EXTRACT =
How leukemia cells outsmart key treatments over time

If you or someone you know has heard of acute myeloid leukemia (AML), you probably know it is a serious blood cancer that mostly affects older adults. Doctors often use special medicines called hypomethylating agents, like decitabine and azacitidine, to treat AML when patients cannot get very strong chemotherapy. But even when these treatments help at first, the cancer almost always finds ways to fight back. Scientists have been working hard to discover exactly how this resistance happens, and the latest research gives us important clues.

Why do leukemia cells become resistant?

When doctors use decitabine to treat AML, some patients respond well at first. Over time, though, the cancer cells can change, making the medicine less effective. A recent study investigated this process by looking at AML patients who had received several cycles of decitabine and then experienced a relapse or worsening of their cancer (Genetic and epigenetic alterations at secondary resistance after continued decitabine-based treatment of acute myeloid leukemia).

The researchers took samples from these patients before starting treatment and again after their cancer became resistant. By closely examining the DNA of the cancer cells, they found that the number of genetic mutations increased over time. This means the leukemia cells are constantly changing, and some of those changes help them survive despite the medication.

Key genetic changes in resistant leukemia cells

One important discovery was that many patients developed new mutations in genes that are already known to play a role in cancer. For example, some patients gained mutations in the IDH1 gene, which might open up new treatment options using targeted medicines called IDH1 inhibitors. Others developed changes in genes like DCK, which helps activate decitabine inside the cells. When DCK is altered, decitabine might not work as well. These findings echo earlier research showing that the way our cells handle medicines can change through mutations (Decitabine and 5-azacytidine resistance emerges from adaptive responses of the pyrimidine metabolism network).

The discovery of DCK mutations as a possible cause for resistance is especially interesting, as it suggests that switching to another medicine like azacitidine—activated by a different enzyme—could help some patients.

Epigenetic changes: More than just DNA mutations

But resistance is not just about DNA changes. The scientists also studied something called DNA methylation, which is a way cells can turn genes on or off without changing the actual DNA code. After months of decitabine treatment, they found that certain DNA sites lost their methylation marks, a sign that the cancer’s biology is changing in response to the medicine. Some of these changes happened in genes involved in moving ions (like zinc) in and out of cells, which might be important for how leukemia grows.

Collected data entries =
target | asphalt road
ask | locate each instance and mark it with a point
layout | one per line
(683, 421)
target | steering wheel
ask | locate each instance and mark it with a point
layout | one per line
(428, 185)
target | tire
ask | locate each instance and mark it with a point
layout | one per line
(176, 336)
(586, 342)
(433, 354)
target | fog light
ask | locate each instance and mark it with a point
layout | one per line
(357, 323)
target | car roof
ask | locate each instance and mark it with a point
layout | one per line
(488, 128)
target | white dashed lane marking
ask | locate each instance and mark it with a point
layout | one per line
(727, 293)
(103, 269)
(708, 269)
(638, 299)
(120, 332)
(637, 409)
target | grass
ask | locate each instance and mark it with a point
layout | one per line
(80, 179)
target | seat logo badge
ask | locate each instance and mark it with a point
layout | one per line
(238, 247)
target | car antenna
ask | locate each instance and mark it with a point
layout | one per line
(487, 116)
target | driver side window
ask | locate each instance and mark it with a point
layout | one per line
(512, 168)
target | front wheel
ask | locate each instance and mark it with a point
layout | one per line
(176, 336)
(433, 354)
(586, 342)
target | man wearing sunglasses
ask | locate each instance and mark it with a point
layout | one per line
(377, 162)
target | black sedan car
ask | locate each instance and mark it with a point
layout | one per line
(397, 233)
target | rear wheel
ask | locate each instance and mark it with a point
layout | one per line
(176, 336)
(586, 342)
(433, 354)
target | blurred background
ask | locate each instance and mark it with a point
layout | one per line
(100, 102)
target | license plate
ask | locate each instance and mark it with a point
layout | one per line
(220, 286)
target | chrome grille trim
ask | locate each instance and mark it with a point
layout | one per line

PROBLEM TO SOLVE = Continue the article on how leukemia cells become resistant to decitabine, picking up after its final sentence.

EXPECTED ANSWER =
If you are interested in how cancer treatments can change blood cells over time, you might enjoy reading about how chemotherapy affects blood stem cells in this SlothMD article.

Not all resistance is the same: Personalized approaches

A striking result from the study is that there is no single way AML becomes resistant. Each patient’s cancer developed a unique set of mutations and changes. This finding supports the idea that future cancer care could be much more personalized, using health AI tools to match the right treatments to each patient’s cancer genetics. If you are curious about how scientists use health AI to personalize cancer care, check out this SlothMD article about ovarian cancer research.

What it means for patients

Understanding why AML cells become resistant to decitabine and similar medicines can help doctors develop new strategies. For example, if a patient’s cancer develops a DCK mutation, switching to a different medicine or adding a targeted drug might help. The research also hints that some changes seen in resistant leukemia cells might not make them more sensitive to certain new drugs, so it is important to test these ideas carefully before trying them in patients.

Looking to the future

Although this research did not find one universal cause of resistance, it provided a much clearer picture of the many ways AML cells can adapt. Scientists hope that by tracking these changes, they can stay one step ahead and design better treatments that keep working longer. As health AI and genetic testing become more common, doctors will have more tools to find the right therapy for each person’s cancer, making care smarter and more effective for everyone.